#### [DIRECTIONS]
Could you write out the data that follows, exactly and in full?

#### [LISTED RECORDS]
=== Begin Enclosure ===

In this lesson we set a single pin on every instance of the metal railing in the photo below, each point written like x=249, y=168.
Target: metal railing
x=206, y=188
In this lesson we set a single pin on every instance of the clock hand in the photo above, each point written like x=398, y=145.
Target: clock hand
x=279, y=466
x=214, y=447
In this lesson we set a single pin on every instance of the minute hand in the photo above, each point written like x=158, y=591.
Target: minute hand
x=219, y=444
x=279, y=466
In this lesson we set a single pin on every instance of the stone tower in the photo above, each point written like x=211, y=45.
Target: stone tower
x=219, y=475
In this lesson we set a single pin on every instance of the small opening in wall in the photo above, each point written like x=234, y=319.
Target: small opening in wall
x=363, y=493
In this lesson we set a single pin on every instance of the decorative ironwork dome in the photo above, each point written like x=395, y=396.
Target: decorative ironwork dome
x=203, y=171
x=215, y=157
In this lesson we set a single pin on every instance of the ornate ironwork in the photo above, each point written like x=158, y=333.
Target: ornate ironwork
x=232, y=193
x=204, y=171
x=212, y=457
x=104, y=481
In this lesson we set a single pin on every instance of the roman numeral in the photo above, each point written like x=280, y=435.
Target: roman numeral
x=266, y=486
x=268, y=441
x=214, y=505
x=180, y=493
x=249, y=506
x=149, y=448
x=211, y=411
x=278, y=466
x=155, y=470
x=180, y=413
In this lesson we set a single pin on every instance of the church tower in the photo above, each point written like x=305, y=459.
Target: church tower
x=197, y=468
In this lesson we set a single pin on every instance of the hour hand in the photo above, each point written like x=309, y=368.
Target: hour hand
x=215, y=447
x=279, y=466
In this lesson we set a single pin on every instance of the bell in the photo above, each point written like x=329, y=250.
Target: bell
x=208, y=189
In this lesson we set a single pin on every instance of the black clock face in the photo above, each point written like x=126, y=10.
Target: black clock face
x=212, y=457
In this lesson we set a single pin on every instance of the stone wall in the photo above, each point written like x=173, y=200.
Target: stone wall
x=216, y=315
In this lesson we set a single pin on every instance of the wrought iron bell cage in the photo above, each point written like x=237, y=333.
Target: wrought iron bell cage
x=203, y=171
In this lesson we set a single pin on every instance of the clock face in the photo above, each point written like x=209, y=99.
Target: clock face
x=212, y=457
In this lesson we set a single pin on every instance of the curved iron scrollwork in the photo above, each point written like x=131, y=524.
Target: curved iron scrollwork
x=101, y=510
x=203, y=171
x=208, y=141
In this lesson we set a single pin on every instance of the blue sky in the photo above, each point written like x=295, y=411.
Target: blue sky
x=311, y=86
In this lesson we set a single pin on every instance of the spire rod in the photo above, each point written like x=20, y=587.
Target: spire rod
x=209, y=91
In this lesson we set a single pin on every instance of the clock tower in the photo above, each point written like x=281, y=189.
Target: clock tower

=== End Enclosure ===

#### [EXPECTED ANSWER]
In this lesson we set a single pin on every instance of the metal railing in the photo below, each point written like x=249, y=168.
Target: metal railing
x=206, y=188
In this lesson we set a single pin on every instance of the clock hand in the photo above, each point written like x=398, y=145.
Target: clock hand
x=279, y=466
x=214, y=447
In this lesson we set a single pin on every instance of the minute hand in the photo above, each point written like x=158, y=591.
Target: minute hand
x=219, y=444
x=279, y=466
In this lesson we set a single pin on every instance of the stone tower in the photo above, each point written like x=211, y=45.
Target: stone tower
x=219, y=475
In this lesson we set a single pin on every instance of the small opening in wall in the photo above, each point written like x=234, y=319.
Target: small opening in wall
x=363, y=493
In this lesson we set a single pin on every instance of the decorative ironwork dome in the photo above, each point written like x=395, y=396.
Target: decorative ironwork dome
x=203, y=171
x=215, y=157
In this lesson we set a single pin on every instance of the ornate ironwork in the photo above, each point written like x=158, y=333.
Target: ornate ironwork
x=232, y=193
x=204, y=171
x=212, y=457
x=104, y=481
In this lesson we set a single pin on every instance of the roman numeral in the photo above, each point written like x=280, y=435.
Target: roman numeral
x=266, y=486
x=268, y=441
x=214, y=505
x=180, y=493
x=249, y=506
x=149, y=448
x=211, y=411
x=278, y=466
x=155, y=470
x=180, y=413
In this lesson we set a single pin on every instance of the church tower in the photo above, each point written like x=305, y=459.
Target: church tower
x=197, y=468
In this lesson we set a single pin on every instance of the hour hand in the photo above, each point written like x=309, y=368.
Target: hour hand
x=215, y=447
x=279, y=466
In this lesson we set a single pin on every instance of the bell in the photo above, each point written like x=329, y=250.
Target: bell
x=208, y=189
In this lesson we set a single pin on every instance of the black clock face in the photo above, each point written like x=126, y=10.
Target: black clock face
x=212, y=457
In this lesson we set a single pin on every instance of the stone wall in the photo above, each point written like x=173, y=200.
Target: stone wall
x=216, y=315
In this lesson we set a single pin on every instance of the wrought iron bell cage in the photo above, each point written like x=237, y=333.
Target: wrought iron bell cage
x=203, y=171
In this lesson we set a single pin on every instance of the clock face in the photo above, each point written like x=209, y=99.
Target: clock face
x=212, y=457
In this lesson we set a single pin on every instance of the curved iron scrollwork in the photo above, each point written like x=131, y=524.
Target: curved iron scrollwork
x=101, y=510
x=203, y=171
x=208, y=141
In this lesson we set a single pin on every instance of the blue sky in the photo above, each point written like x=295, y=411.
Target: blue sky
x=311, y=86
In this lesson we set a single pin on every instance of the spire rod in the photo above, each point written like x=20, y=587.
Target: spire rod
x=209, y=91
In this lesson we set a single pin on every instance of the clock tower in the photo above, each point written like x=281, y=189.
Target: clock tower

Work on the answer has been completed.